— EXERCISE PASSAGE —
Segment Open

The DeMontrond ads are endearing because they frequently feature dad and daughter, George and Melissa DeMontrond. There's something heartwarming about a family business in this day and age, and the DeMontronds have been keeping Houstonians behind the wheels of new cars for some time now. Their musical equivalent in Houston is the Traveling Murphys, an entire family of musicians. Imagine the Partridge Family sans the bell bottoms, cheesy songs and amps. Kevin, D'Arcy, Rosy and Lulu specialize in Celtic and folk tunes plucked out on banjo, mandolin and fiddle and delivered with wholesome enthusiasm, just like George and Melissa's TV bits.

Fiesta already has a musician in its television ads — one of the Houston greats, Billy Gibbons. There's nothing like watching ZZ Top carousing the produce aisle and squeezing lemons. But if Fiesta were looking to go a route that might tap into their core clientele a bit more, maybe they'd consider Paul Ramirez. After all, Fiesta once suggested that as much as 70 percent of its clientele in some stores is Latino. So, with Ramirez you'd get a blues-rocker and a fella named Ramirez. While he may not have the international fame of the bearded wonders, Ramirez is definitely known in this city thanks to years of regular gigs all over, most specifically at The Shakespeare Pub. If I know anything about Fiesta, it's that the people who work in those stores are hard workers. So is Ramirez. His July gig calendar is jam-packed. Even if Fiesta doesn't come calling, he'll be taking the fiesta to Houston music lovers all month by playing a show, on average, every third night.

If you judged his interests solely by the TV ads he appears in, you might believe H-E-B's Scott McClelland is nothing more than a sports buff whose only friends are JJ Watt and Craig Biggio. But you'd be wrong. We've seen the face of H-E-B Houston out and about at performing-arts events, so it seems he's as well-rounded as his trademark spectacles. That makes it a bit of a surprise he hasn't yet made a TV spot with one of Houston's music acts, and we'd recommend Nicole Starch. She's got a commercial-ready smile and vocal qualities that can sound soulful and raw or refined and striking as a Broadway belter. You can hear bits of both on black coffee & key lime pie (both also sold at H-E-B!), her 2014 album. Or, just come out to Nightingale Room July 12 to catch her set. If McClelland shows up, maybe he’ll bring his hall-of-fame athlete friends along to catch some of Starch’s tasty work.

On the surface it would seem Houston Garden Centers' Kim Hooper and indigenous metal act Maninkari have nothing at all in common. But you have to dig past the surface to the roots here to grasp the common ground. Hooper runs the family business and is its typical TV spokesperson, promoting an enterprise that is all about bringing more natural beauty to Houston. And Maninkari has the same objective — bringing more natural beauty to Houston. Only they do it as a four-piece djent act and are trying to grow beauty from within their listeners. The band formed in 2013, and its seedlings are songs with meaningful messages and heavy, energetic tones. How has this garden grown? Head over to Fitz tomorrow night to see for yourself, where the band is headlining a bill including The Earth As We Know It, Metanoia, So Soon, The Truth and Your Friendly Neighborhood Anarchists.

Segment Closed

— EXERCISES —
A. In the passage about Houston TV ads and local musicians, where can Nicole Starch be seen performing on July 12?
B. Transcribe the passage about Houston TV ads and local musicians from "If you judged" up to and including "Starch’s tasty work.".
You won't need the records for any of this work.

— SUPPLIED INFORMATION —
Segment Open

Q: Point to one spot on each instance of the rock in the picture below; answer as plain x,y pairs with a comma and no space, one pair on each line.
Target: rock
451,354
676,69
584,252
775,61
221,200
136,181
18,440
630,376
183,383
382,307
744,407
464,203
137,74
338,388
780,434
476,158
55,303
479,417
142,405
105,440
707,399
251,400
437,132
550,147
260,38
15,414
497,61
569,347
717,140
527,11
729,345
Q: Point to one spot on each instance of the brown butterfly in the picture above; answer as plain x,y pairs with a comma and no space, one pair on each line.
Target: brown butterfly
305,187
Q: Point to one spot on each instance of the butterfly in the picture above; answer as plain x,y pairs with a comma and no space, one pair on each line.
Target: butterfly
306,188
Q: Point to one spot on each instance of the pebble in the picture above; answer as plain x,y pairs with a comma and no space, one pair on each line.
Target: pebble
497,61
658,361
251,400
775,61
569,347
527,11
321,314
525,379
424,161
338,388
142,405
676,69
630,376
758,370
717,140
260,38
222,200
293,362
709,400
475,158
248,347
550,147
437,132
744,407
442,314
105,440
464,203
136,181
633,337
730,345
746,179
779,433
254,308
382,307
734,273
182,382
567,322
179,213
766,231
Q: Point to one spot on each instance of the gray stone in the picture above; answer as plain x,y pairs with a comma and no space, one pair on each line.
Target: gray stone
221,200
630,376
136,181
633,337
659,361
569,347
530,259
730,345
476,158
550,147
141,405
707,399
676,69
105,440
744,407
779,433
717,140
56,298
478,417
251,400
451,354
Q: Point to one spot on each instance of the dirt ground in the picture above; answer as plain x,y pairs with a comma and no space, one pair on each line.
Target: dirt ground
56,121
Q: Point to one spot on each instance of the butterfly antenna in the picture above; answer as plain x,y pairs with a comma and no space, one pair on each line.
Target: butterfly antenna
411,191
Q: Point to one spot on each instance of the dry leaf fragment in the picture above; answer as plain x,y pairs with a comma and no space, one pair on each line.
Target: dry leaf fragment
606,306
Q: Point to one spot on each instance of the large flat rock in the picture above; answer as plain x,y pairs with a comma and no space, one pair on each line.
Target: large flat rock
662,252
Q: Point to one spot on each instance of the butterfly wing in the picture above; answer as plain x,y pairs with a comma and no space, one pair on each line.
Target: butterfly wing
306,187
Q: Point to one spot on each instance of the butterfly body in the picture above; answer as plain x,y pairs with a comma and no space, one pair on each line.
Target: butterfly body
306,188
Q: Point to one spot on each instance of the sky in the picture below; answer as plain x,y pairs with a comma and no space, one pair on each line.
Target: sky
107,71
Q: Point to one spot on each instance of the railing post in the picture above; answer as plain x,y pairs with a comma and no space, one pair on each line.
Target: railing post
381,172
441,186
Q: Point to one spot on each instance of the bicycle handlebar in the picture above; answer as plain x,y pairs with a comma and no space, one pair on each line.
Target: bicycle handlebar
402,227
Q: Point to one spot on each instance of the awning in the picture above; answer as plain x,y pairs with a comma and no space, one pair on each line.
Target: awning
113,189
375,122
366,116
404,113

Segment Closed

— EXERCISE SOLUTIONS —
A. At Nightingale Room.

B.
If you judged his interests solely by the TV ads he appears in, you might believe H-E-B's Scott McClelland is nothing more than a sports buff whose only friends are JJ Watt and Craig Biggio. But you'd be wrong. We've seen the face of H-E-B Houston out and about at performing-arts events, so it seems he's as well-rounded as his trademark spectacles. That makes it a bit of a surprise he hasn't yet made a TV spot with one of Houston's music acts, and we'd recommend Nicole Starch. She's got a commercial-ready smile and vocal qualities that can sound soulful and raw or refined and striking as a Broadway belter. You can hear bits of both on black coffee & key lime pie (both also sold at H-E-B!), her 2014 album. Or, just come out to Nightingale Room July 12 to catch her set. If McClelland shows up, maybe he’ll bring his hall-of-fame athlete friends along to catch some of Starch’s tasty work.